### To be done
Skip every line before the one containing "the red striated", then copy that line and the rest of the entries below exactly, through the last line.

╭─ Provided information

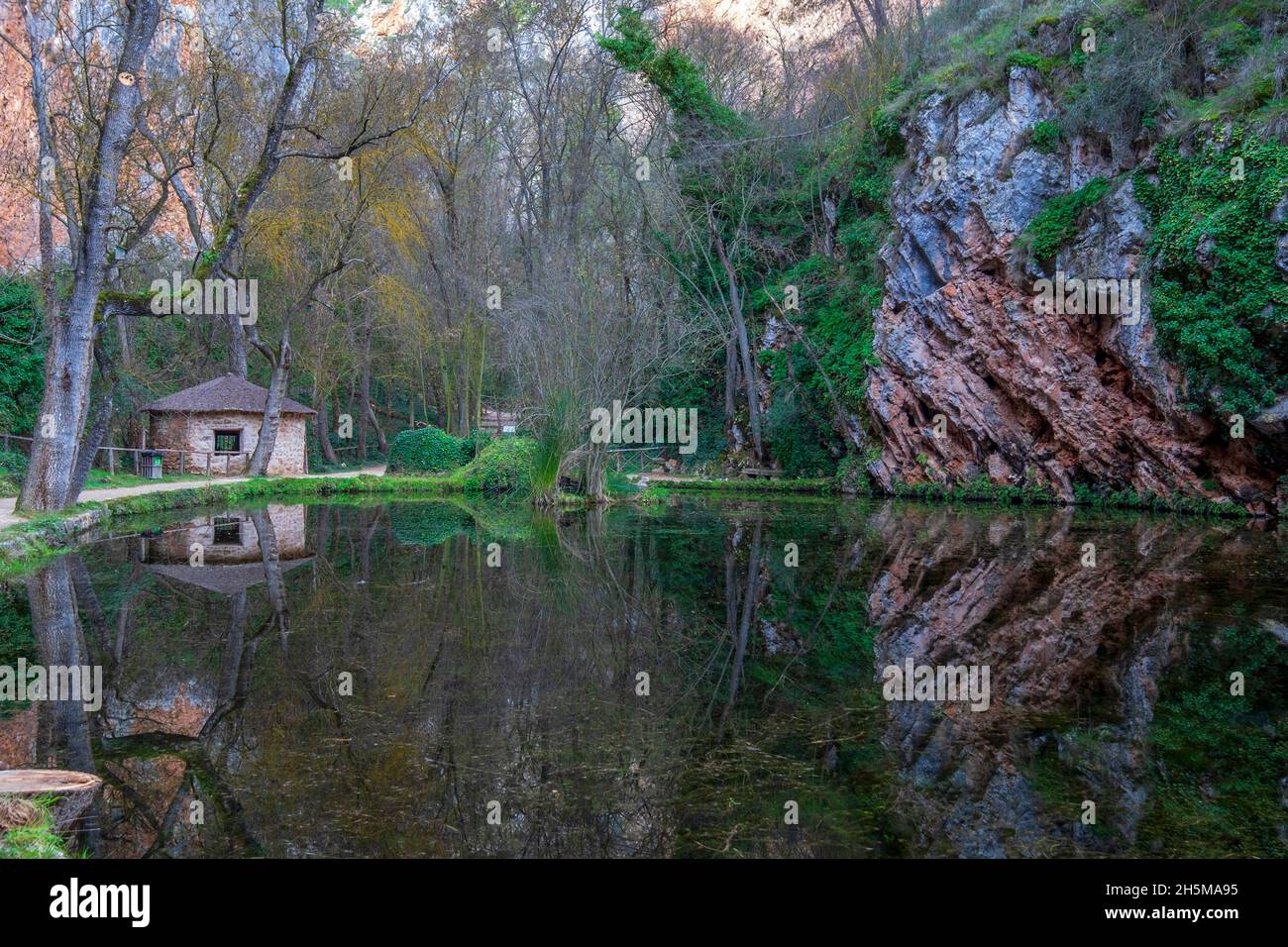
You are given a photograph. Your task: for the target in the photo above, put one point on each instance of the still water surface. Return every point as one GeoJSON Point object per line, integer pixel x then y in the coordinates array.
{"type": "Point", "coordinates": [360, 681]}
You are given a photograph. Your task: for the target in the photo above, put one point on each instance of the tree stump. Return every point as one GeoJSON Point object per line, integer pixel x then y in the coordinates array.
{"type": "Point", "coordinates": [72, 792]}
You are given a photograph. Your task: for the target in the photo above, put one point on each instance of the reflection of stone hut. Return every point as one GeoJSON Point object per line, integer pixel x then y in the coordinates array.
{"type": "Point", "coordinates": [230, 547]}
{"type": "Point", "coordinates": [218, 420]}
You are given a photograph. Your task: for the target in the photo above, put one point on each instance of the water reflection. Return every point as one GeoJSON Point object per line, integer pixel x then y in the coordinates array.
{"type": "Point", "coordinates": [359, 680]}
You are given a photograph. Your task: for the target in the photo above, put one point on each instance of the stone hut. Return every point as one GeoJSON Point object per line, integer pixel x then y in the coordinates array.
{"type": "Point", "coordinates": [218, 420]}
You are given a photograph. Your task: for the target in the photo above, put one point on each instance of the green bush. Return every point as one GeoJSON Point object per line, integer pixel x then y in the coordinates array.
{"type": "Point", "coordinates": [795, 440]}
{"type": "Point", "coordinates": [1057, 222]}
{"type": "Point", "coordinates": [476, 442]}
{"type": "Point", "coordinates": [22, 356]}
{"type": "Point", "coordinates": [425, 450]}
{"type": "Point", "coordinates": [1223, 318]}
{"type": "Point", "coordinates": [502, 467]}
{"type": "Point", "coordinates": [1046, 136]}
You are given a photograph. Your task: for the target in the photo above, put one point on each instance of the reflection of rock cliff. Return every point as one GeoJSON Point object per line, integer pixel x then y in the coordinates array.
{"type": "Point", "coordinates": [1067, 644]}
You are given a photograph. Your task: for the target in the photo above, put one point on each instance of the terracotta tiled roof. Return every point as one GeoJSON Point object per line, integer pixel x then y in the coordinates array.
{"type": "Point", "coordinates": [224, 393]}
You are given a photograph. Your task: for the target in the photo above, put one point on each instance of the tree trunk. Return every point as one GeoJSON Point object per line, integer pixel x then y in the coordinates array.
{"type": "Point", "coordinates": [236, 346]}
{"type": "Point", "coordinates": [271, 421]}
{"type": "Point", "coordinates": [748, 368]}
{"type": "Point", "coordinates": [325, 431]}
{"type": "Point", "coordinates": [71, 337]}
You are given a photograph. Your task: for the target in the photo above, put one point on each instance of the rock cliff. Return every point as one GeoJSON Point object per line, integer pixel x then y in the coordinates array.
{"type": "Point", "coordinates": [1028, 397]}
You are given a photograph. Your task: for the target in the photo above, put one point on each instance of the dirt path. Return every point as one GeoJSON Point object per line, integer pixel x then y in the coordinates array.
{"type": "Point", "coordinates": [9, 518]}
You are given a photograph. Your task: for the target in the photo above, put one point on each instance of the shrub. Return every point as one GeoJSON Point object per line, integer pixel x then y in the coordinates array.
{"type": "Point", "coordinates": [502, 467]}
{"type": "Point", "coordinates": [1046, 136]}
{"type": "Point", "coordinates": [425, 450]}
{"type": "Point", "coordinates": [22, 356]}
{"type": "Point", "coordinates": [476, 442]}
{"type": "Point", "coordinates": [794, 440]}
{"type": "Point", "coordinates": [1223, 320]}
{"type": "Point", "coordinates": [1057, 222]}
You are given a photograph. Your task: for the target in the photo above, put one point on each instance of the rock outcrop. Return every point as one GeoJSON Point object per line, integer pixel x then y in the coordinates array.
{"type": "Point", "coordinates": [1028, 397]}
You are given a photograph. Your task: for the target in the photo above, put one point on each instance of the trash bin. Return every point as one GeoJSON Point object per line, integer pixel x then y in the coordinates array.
{"type": "Point", "coordinates": [151, 467]}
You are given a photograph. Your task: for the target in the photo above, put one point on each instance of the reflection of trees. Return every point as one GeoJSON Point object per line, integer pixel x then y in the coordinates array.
{"type": "Point", "coordinates": [518, 684]}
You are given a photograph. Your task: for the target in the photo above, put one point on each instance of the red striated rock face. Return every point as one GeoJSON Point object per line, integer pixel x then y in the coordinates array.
{"type": "Point", "coordinates": [1026, 395]}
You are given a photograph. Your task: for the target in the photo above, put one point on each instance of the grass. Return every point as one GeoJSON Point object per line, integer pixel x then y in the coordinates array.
{"type": "Point", "coordinates": [37, 838]}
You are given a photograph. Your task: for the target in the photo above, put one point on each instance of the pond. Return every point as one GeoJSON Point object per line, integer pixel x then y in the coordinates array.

╰─

### Written response
You are given a photograph. Your task: for the target in the photo above, put one point on each instance of the red striated rock face. Return every point as one GeoJSON Point object per line, integer pixel x then y in the coordinates array.
{"type": "Point", "coordinates": [1026, 395]}
You are given a photograph. Your task: for the target in the photo above, put one point on each instance of the grass. Return every point as one GeoJSON Point object per line, integer pixel x then y in the coordinates array.
{"type": "Point", "coordinates": [37, 838]}
You are given a photograph. Your task: for the target in the photo above, put one point on each instance of the pond. Return every point as one GeoJSON Point object per line, integer pixel x then y in the coordinates array.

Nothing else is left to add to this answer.